- Job
Put every line from the one containing "Search the image for the side mirror." through the final line below into a JSON list of strings, with one string per line and blank lines omitted.

━━ Data to use ━━

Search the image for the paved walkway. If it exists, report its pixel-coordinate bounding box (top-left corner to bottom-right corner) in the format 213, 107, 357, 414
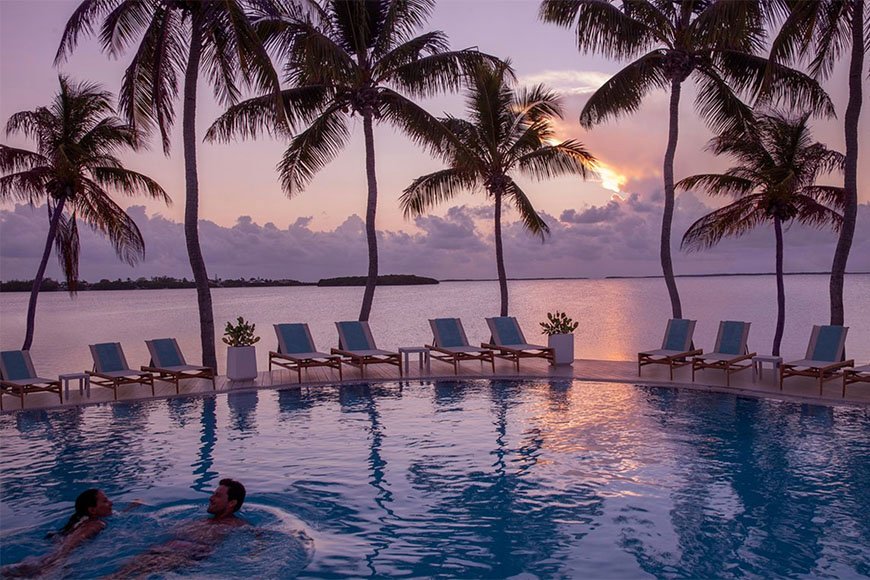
3, 357, 870, 412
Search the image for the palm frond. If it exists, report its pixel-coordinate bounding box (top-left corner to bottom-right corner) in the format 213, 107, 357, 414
399, 167, 479, 218
278, 106, 350, 197
580, 51, 668, 128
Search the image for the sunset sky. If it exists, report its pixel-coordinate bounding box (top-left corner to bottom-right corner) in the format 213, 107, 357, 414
0, 0, 870, 280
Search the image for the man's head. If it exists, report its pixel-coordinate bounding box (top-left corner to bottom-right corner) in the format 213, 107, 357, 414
208, 478, 245, 518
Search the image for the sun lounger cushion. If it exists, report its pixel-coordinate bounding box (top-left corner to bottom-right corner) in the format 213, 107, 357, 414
338, 322, 371, 350
492, 316, 526, 346
94, 342, 127, 373
275, 323, 317, 354
662, 318, 691, 352
0, 350, 34, 381
435, 318, 468, 348
809, 326, 843, 362
151, 338, 184, 368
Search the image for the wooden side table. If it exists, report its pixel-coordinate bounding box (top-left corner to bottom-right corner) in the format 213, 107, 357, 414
399, 346, 432, 373
57, 373, 91, 401
752, 354, 782, 380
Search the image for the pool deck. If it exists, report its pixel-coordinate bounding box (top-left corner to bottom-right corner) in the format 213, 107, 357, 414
3, 356, 870, 413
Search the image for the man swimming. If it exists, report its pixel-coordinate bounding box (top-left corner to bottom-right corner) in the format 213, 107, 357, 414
112, 478, 248, 578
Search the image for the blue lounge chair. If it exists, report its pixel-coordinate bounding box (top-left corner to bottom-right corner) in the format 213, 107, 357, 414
269, 323, 342, 383
779, 325, 855, 395
843, 365, 870, 399
88, 342, 154, 401
142, 338, 217, 394
637, 318, 704, 380
480, 316, 556, 372
0, 350, 63, 410
426, 318, 495, 375
330, 320, 403, 378
692, 320, 758, 386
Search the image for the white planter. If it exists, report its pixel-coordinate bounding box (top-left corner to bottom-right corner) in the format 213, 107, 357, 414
547, 334, 574, 365
227, 346, 257, 381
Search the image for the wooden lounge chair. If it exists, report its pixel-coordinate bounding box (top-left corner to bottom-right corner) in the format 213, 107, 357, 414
779, 325, 855, 395
692, 320, 758, 387
142, 338, 217, 394
0, 350, 63, 410
426, 318, 495, 375
637, 318, 704, 380
843, 365, 870, 399
480, 316, 556, 372
88, 342, 154, 401
269, 323, 342, 383
330, 320, 403, 378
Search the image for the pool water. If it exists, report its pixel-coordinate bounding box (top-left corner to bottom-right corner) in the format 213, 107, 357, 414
0, 381, 870, 578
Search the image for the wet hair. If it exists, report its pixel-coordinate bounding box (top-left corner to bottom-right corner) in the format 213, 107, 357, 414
55, 488, 100, 536
218, 477, 246, 513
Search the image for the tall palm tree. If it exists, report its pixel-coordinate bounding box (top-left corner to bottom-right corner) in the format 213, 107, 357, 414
401, 64, 595, 316
208, 0, 494, 320
677, 113, 846, 356
540, 0, 833, 318
770, 0, 870, 325
55, 0, 279, 368
0, 76, 170, 350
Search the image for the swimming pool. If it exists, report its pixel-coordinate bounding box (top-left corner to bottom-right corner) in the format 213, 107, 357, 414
0, 381, 870, 578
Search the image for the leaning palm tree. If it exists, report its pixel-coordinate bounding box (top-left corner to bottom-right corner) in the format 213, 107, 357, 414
677, 114, 845, 356
0, 76, 170, 350
401, 64, 595, 316
55, 0, 278, 368
207, 0, 494, 320
770, 0, 870, 325
540, 0, 833, 318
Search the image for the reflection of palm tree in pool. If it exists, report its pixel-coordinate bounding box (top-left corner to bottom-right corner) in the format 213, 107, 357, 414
623, 391, 828, 577
190, 397, 218, 492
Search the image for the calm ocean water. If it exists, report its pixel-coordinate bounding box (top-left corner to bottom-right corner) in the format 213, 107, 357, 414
0, 275, 870, 376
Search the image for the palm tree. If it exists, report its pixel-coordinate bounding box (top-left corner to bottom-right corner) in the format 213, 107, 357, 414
677, 113, 845, 356
540, 0, 833, 318
401, 64, 595, 316
770, 0, 870, 325
55, 0, 279, 368
0, 76, 170, 350
207, 0, 493, 320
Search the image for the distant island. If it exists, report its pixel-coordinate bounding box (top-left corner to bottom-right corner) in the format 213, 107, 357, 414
317, 274, 439, 287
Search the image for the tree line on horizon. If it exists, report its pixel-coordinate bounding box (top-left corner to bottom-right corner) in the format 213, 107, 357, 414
0, 0, 868, 367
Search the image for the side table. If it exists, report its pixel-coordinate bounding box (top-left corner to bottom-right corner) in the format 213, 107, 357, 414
752, 354, 782, 380
57, 373, 91, 401
399, 346, 432, 373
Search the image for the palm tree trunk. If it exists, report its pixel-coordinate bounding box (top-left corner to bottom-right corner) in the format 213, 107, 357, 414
660, 80, 683, 318
495, 191, 508, 316
772, 217, 785, 356
182, 21, 217, 369
830, 0, 864, 330
359, 113, 378, 321
21, 197, 66, 350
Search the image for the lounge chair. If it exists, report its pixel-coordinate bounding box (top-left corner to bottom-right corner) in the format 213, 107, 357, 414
637, 318, 704, 380
692, 320, 758, 387
269, 324, 342, 383
0, 350, 63, 410
426, 318, 495, 375
142, 338, 217, 394
480, 316, 556, 372
843, 365, 870, 399
88, 342, 154, 401
779, 325, 855, 396
330, 320, 403, 378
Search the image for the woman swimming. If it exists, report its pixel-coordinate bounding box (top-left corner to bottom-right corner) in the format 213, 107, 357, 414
0, 489, 112, 577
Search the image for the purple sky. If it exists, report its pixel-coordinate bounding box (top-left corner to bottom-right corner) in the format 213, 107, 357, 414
0, 0, 870, 280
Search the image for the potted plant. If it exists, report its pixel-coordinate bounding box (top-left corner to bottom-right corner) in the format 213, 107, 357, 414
541, 310, 580, 365
223, 316, 260, 381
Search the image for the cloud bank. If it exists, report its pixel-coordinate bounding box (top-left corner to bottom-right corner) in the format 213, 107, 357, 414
0, 192, 870, 281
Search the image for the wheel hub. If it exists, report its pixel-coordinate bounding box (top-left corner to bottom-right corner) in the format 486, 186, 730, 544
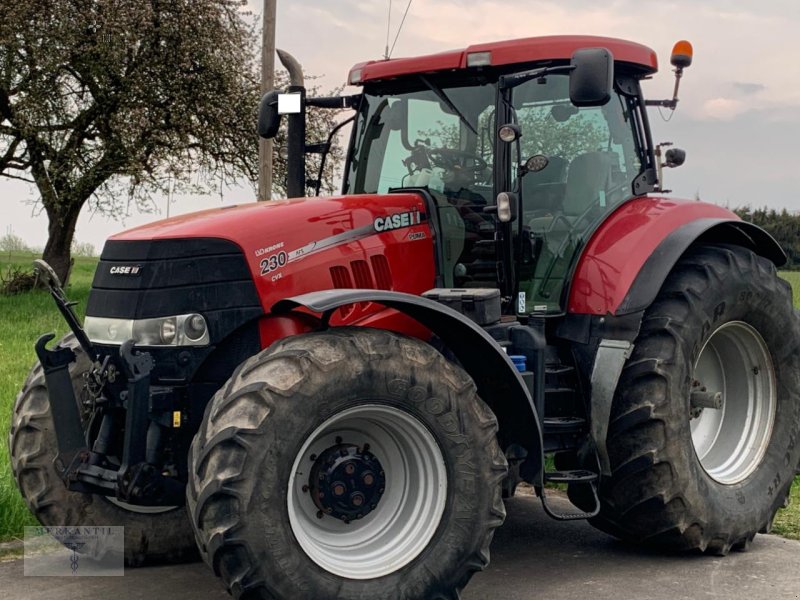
308, 438, 386, 523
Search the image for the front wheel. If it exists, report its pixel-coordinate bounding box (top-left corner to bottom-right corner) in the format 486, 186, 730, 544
189, 328, 507, 600
580, 246, 800, 555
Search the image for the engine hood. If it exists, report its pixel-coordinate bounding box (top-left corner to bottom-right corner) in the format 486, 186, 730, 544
104, 194, 435, 312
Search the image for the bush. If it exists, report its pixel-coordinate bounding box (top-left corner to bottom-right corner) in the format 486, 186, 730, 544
0, 233, 32, 252
72, 239, 97, 256
0, 266, 36, 296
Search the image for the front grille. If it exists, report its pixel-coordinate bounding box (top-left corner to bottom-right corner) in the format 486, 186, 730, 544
86, 238, 263, 342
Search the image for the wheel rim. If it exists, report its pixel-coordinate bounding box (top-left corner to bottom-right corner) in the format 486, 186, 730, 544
690, 321, 777, 485
288, 404, 447, 579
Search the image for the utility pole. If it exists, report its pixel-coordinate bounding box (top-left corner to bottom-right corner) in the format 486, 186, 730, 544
258, 0, 278, 200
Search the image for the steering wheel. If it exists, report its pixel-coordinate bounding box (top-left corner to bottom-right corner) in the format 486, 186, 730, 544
428, 148, 489, 175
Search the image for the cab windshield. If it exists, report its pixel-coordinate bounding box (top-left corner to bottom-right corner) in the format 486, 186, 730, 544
511, 75, 642, 313
345, 78, 497, 287
344, 74, 643, 314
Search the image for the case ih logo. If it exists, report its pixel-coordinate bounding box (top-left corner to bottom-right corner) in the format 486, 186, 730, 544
375, 210, 422, 231
108, 265, 142, 275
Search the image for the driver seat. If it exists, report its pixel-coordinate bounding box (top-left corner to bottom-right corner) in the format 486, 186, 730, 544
528, 152, 611, 241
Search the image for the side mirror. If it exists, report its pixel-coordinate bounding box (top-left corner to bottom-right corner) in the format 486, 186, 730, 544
569, 48, 614, 106
483, 192, 519, 223
258, 90, 281, 140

━━━

- Solution for this problem
[
  "Search the image for the side mirror. If it exists, report its pixel-coordinate bounding box (top-left corner to bottom-right corner) in the format 486, 186, 730, 544",
  "569, 48, 614, 106",
  "483, 192, 519, 223",
  "258, 90, 281, 140"
]